▶ Consigne
Poursuivez la notice biographique d'Anacharsis Clootz en reprenant juste après sa dernière phrase.

▶ Texte à lire
Anacharsis, Jean-Baptiste Clootz

1755 - 1794

Informations générales
  • Né le 24 juin 1755 à Clèves ( - Duché de Clèves - Saint Empire romain germanique)
  • Décédé le 24 mars 1794 à Paris (Département de Paris, France)

Mandats à l'Assemblée nationale ou à la Chambre des députés

Régime politique
Révolution
Législature
Convention nationale
Mandat
Du 4 septembre 1792 au 24 mars 1794
Département
Oise
Groupe
Gauche

Biographies

Biographie extraite du dictionnaire des parlementaires français de 1789 à 1889 (Adolphe Robert et Gaston Cougny)

Membre de la Convention, né au château de Gnadenthal (Val-de-Grâce), près de Clèves (Duché de Clèves, Allemagne), le 24 juin 1755, exécuté à Paris (Département de Paris), le 24 mars 1794, était fils du baron de Clootz, conseiller privé du roi de Prusse. Il apprit le français dès l'âge le plus tendre, et fut envoyé à Paris à onze ans. Il y fit toutes ses études classiques et philosophiques, s'éprit de Voltaire et de Jean-Jacques Rousseau, et déclara, après avoir visité l'Allemagne, l'Italie, l'Angleterre, que la capitale de la France était sa patrie d'adoption.

▶ Données enregistrées
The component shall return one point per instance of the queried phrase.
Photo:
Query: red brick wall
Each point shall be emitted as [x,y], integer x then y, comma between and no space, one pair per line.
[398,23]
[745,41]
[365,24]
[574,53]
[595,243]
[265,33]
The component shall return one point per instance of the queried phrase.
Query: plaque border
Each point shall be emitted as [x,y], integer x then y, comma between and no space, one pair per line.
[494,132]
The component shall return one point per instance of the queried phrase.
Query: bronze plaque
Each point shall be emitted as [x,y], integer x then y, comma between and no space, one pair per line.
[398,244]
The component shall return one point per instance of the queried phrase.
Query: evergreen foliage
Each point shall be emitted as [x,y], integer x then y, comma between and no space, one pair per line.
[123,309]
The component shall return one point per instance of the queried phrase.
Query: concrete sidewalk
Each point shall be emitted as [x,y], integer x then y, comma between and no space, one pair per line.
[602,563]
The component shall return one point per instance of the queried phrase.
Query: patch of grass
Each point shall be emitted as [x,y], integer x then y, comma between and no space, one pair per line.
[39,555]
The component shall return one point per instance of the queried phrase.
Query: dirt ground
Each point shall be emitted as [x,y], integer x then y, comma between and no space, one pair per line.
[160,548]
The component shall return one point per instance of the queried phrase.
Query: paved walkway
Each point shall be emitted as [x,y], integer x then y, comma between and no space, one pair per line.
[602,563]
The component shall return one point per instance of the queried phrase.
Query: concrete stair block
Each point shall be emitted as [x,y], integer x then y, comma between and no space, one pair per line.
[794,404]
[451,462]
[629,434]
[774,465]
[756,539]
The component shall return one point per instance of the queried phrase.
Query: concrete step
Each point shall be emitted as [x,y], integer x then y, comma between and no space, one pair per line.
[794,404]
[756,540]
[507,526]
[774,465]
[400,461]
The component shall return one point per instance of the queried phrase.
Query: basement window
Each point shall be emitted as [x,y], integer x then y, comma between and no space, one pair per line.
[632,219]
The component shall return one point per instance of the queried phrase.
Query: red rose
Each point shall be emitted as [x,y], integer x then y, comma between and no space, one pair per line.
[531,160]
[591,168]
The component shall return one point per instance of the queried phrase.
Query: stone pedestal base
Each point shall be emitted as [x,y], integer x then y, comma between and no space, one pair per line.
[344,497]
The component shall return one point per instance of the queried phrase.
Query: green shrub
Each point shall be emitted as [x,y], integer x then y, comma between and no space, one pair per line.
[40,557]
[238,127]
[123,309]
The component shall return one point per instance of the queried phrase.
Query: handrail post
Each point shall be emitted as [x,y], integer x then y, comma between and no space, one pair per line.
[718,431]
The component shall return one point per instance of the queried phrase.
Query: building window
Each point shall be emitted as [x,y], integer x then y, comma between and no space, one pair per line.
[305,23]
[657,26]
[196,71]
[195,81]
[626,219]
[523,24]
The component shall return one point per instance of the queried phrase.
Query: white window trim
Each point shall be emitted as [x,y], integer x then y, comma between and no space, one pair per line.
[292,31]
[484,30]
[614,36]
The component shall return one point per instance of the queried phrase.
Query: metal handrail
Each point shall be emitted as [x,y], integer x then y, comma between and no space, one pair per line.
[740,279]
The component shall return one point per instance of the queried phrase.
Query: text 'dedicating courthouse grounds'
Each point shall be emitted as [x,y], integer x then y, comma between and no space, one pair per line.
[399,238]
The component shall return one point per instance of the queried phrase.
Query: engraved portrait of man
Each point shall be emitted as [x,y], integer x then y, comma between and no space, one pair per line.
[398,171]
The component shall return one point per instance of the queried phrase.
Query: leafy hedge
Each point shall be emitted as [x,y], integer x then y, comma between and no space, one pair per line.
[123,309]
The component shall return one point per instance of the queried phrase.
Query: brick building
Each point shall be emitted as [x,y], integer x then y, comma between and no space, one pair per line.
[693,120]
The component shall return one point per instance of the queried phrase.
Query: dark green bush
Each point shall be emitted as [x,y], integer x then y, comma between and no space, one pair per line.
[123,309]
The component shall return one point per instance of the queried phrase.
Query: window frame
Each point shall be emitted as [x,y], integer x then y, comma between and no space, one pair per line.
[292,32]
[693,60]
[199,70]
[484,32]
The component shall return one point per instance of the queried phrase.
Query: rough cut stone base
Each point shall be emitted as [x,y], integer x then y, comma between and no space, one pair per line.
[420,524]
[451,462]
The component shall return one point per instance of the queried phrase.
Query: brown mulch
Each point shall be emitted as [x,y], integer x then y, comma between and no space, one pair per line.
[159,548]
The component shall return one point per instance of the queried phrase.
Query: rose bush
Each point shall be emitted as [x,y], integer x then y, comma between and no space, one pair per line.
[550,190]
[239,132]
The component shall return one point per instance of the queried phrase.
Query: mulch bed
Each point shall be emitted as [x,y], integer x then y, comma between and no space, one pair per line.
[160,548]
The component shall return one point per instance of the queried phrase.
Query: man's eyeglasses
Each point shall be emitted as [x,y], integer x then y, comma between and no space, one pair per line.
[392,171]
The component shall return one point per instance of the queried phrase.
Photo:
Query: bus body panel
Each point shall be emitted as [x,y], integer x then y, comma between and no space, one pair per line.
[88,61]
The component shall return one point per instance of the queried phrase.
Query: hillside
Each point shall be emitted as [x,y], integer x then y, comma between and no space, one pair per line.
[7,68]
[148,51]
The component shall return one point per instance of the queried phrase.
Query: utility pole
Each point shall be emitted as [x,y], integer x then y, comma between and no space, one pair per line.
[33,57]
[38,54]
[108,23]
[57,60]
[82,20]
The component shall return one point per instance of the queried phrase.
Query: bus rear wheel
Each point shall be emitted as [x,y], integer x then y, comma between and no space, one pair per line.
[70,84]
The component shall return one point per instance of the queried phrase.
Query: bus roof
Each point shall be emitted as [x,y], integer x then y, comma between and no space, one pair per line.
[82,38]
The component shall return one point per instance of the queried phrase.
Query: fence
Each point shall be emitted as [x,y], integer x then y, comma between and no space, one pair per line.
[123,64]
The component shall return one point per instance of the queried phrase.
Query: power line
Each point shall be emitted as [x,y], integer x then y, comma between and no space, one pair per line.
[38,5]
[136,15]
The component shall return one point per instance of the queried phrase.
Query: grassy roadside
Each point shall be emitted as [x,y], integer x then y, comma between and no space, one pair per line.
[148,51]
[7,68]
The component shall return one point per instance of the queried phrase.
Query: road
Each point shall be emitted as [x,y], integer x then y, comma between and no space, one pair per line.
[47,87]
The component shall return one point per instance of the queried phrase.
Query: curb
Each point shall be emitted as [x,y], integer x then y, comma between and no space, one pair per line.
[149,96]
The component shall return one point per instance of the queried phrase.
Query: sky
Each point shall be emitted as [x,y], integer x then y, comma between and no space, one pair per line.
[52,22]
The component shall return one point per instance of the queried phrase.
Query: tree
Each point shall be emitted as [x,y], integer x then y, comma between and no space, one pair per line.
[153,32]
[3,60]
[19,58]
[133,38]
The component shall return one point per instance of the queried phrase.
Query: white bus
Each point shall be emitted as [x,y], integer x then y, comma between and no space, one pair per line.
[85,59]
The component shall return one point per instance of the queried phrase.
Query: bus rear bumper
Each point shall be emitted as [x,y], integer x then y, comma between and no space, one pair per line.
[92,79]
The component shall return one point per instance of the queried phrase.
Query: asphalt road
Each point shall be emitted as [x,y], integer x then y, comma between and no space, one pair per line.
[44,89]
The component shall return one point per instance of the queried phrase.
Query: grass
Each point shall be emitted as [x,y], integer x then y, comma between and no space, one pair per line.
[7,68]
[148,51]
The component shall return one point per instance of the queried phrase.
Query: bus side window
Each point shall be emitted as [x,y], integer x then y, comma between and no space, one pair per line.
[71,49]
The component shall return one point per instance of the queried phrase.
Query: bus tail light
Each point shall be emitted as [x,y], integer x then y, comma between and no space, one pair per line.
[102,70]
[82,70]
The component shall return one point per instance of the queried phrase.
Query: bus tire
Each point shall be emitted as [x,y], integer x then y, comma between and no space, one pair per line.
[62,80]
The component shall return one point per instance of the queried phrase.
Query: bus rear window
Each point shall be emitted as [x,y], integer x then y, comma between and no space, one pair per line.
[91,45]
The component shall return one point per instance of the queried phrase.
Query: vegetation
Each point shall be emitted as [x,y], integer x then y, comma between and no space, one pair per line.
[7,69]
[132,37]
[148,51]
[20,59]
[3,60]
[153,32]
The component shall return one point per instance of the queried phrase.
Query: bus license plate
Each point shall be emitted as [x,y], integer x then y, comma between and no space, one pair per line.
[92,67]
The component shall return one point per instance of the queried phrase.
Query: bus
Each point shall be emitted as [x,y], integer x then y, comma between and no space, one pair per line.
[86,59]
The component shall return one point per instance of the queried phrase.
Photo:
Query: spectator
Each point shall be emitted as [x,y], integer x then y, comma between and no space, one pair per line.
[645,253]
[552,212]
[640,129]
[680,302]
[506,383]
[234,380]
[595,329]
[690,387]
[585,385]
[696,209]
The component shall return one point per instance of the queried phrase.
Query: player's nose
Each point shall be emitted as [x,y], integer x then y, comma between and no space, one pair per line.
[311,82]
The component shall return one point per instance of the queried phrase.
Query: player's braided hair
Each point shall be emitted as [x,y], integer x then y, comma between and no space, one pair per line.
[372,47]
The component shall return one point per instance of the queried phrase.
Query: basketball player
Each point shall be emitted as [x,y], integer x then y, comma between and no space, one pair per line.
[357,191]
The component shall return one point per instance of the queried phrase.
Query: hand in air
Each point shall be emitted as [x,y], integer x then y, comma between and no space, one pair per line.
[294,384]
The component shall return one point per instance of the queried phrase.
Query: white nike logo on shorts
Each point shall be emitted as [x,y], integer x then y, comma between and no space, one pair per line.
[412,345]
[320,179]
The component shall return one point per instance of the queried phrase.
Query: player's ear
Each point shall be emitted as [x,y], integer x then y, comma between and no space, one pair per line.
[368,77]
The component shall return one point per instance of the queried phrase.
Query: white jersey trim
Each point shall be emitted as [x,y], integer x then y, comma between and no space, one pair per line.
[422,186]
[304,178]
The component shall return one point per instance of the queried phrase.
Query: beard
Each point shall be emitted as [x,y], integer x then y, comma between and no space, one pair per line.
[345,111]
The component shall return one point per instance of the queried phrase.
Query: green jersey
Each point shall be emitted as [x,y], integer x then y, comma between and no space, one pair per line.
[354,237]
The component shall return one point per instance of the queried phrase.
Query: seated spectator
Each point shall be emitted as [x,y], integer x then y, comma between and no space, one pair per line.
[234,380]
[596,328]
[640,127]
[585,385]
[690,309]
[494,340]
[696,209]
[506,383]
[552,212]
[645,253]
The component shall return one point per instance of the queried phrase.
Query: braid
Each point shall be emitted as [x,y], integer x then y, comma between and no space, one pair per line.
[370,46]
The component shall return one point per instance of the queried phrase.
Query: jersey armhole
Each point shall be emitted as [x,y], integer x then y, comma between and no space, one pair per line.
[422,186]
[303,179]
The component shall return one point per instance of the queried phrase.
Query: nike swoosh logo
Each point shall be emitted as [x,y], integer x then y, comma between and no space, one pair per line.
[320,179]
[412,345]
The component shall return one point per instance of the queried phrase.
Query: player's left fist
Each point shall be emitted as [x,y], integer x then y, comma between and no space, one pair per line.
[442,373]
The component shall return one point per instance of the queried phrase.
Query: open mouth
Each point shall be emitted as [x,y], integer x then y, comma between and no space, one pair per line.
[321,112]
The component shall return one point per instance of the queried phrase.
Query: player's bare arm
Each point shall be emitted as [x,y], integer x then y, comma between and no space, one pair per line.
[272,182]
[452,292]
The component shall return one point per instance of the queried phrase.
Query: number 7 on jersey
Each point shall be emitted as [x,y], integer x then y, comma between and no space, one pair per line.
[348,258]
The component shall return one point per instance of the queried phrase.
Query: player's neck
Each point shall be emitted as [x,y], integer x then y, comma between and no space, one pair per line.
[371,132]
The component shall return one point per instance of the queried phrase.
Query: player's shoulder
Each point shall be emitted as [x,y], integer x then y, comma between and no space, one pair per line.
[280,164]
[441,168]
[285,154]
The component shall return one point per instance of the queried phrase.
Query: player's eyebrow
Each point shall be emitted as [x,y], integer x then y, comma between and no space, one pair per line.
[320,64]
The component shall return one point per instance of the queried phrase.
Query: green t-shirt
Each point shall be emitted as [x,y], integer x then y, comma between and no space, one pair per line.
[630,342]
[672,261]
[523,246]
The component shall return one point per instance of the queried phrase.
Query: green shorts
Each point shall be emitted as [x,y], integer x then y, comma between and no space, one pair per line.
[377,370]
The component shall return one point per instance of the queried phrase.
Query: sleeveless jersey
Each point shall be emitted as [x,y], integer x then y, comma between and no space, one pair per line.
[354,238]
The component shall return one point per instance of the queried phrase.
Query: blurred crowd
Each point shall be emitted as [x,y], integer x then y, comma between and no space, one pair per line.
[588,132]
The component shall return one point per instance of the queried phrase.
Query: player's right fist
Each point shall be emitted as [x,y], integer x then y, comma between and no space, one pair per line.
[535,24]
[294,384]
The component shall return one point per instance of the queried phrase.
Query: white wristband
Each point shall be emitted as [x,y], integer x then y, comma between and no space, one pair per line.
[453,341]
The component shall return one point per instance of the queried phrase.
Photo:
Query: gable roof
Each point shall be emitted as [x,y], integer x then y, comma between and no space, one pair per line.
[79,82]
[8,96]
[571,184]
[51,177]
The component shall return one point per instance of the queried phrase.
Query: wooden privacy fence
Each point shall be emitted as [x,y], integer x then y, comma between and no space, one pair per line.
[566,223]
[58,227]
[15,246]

▶ Résultat de l'exercice
Survint la Révolution. Clootz en embrassa les principes avec enthousiasme, se rendit en pèlerinage aux ruines de la Bastille, « salua de tout son respect, dit un biographe, la lanterne de la place de Grève, « symbole de la justice populaire », cria : Vive Lafayette ! et fut saisi, en présence de l'Assemblée nationale réunie à Versailles, d'un véritable délire patriotique et prophétique :
« Ah ! je lis dans l'avenir, écrivait-il à son cousin de Montesquiou, comme si je le tenais dans la main. J'aperçois une série d'événements heureux, un déroulement d'effets inévitables. Je m'érigerai en prophète de la régénération universelle sans altérer la plus sévère logique. L'Assemblée nationale de France est, à mes yeux, le noyau de l'assemblée vraiment œcuménique, et les décrets de ce concile futur, présidé par le sens commun, feront évanouir à jamais tous les canons des conciliabules soi-disant universels. Croyez à mes prophéties, croyez-y ; car ce n'est pas le ciel qui m'inspire. Ma vaticination ne descend pas du Vatican ténébreux, mais elle jaillit abondamment de la nature des choses. »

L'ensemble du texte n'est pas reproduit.